## What you are asked to do
Change "rough mask" to "coarse mask" in the lines from the start of the text through the line that contains "318L1028 309L1015 307L1012", both included, and give those lines again with everything else left as it is.
------------------------------------------------
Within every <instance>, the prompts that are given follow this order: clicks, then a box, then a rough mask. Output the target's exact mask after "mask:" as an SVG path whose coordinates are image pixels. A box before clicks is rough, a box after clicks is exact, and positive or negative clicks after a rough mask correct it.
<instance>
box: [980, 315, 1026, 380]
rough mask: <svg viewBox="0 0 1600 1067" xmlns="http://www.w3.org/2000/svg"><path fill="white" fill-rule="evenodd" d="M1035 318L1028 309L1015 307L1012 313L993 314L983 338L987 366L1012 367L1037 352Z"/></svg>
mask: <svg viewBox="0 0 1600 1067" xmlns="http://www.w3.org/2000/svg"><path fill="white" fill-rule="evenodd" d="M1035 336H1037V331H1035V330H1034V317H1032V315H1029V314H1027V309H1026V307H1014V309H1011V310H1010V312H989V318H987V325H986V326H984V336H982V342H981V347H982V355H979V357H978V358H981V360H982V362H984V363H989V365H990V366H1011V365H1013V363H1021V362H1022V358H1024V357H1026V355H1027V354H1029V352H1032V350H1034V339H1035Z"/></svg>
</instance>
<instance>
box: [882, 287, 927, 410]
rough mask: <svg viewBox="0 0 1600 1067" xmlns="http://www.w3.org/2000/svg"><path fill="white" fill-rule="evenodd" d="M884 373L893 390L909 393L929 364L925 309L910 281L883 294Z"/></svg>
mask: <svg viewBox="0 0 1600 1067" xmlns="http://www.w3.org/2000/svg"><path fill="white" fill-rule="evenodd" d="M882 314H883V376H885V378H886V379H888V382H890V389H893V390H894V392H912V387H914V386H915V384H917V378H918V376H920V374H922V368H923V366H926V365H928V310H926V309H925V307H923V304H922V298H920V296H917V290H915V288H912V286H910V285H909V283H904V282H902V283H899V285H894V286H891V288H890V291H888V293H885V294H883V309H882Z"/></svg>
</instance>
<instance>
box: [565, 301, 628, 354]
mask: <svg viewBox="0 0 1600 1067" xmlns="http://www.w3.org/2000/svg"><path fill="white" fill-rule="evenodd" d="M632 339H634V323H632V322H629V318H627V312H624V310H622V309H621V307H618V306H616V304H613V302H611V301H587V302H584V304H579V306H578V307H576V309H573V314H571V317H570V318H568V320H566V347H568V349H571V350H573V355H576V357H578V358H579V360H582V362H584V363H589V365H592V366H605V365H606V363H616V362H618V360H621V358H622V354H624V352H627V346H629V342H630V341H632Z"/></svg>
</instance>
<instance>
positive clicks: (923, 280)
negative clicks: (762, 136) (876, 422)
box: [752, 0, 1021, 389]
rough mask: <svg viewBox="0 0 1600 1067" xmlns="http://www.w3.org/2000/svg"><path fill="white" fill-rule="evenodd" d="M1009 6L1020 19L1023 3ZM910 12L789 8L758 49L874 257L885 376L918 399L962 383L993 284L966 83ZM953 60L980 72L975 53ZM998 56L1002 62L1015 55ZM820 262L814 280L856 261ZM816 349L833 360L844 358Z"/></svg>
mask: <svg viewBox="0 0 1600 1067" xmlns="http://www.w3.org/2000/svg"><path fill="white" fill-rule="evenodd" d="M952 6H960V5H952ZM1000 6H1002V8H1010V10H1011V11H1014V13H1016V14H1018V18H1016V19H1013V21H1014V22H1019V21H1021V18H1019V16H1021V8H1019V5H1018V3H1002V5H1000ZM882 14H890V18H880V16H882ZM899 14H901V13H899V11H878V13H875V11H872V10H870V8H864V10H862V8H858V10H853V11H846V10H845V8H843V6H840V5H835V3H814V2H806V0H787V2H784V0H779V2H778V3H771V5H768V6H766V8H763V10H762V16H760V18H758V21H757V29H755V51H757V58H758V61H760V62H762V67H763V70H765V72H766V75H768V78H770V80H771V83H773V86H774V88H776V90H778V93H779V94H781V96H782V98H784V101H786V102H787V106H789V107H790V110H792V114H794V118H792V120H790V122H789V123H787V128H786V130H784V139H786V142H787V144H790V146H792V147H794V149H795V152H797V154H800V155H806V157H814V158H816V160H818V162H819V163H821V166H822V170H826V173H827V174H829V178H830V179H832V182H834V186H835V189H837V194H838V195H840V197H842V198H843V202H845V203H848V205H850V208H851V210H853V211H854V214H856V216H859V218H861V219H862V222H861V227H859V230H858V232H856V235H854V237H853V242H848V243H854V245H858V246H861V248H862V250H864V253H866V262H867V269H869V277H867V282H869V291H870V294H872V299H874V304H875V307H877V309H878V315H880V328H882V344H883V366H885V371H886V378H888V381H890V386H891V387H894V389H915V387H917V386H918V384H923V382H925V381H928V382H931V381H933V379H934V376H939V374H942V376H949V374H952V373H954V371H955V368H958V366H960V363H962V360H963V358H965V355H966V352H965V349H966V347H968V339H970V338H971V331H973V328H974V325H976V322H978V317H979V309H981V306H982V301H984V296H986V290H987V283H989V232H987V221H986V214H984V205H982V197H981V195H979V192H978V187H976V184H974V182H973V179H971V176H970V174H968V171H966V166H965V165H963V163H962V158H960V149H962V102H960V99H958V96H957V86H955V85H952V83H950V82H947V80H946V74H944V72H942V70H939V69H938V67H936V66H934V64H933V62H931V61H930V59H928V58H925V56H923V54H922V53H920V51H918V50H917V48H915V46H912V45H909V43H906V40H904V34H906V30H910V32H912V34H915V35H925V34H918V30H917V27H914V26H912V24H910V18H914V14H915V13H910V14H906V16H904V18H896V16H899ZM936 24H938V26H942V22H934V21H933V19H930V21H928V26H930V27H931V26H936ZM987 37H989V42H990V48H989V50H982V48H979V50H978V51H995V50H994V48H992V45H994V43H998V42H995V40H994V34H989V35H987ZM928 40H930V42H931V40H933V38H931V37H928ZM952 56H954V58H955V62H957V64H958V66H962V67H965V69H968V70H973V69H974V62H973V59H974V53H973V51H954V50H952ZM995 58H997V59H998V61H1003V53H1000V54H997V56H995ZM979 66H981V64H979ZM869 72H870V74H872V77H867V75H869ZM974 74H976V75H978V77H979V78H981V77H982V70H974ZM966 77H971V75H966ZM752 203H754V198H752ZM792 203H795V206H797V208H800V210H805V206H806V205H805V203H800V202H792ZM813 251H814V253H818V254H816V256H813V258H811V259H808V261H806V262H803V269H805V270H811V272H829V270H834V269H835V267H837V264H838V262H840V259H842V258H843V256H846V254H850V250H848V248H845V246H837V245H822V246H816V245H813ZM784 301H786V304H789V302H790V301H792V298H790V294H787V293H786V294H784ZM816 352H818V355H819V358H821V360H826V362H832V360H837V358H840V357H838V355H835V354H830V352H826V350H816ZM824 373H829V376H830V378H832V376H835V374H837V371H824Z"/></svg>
------------------------------------------------
## Written reply
Within every <instance>, the prompts that are given follow this order: clicks, then a box, then a coarse mask. Output the target's exact mask after "mask:" as an SVG path whose coordinates are image pixels. A box before clicks is rough, a box after clicks is exact, and positive or negative clicks after a coarse mask correct it.
<instance>
box: [980, 315, 1026, 380]
coarse mask: <svg viewBox="0 0 1600 1067" xmlns="http://www.w3.org/2000/svg"><path fill="white" fill-rule="evenodd" d="M1035 318L1028 309L1015 307L1012 313L993 314L983 338L987 366L1012 367L1037 352Z"/></svg>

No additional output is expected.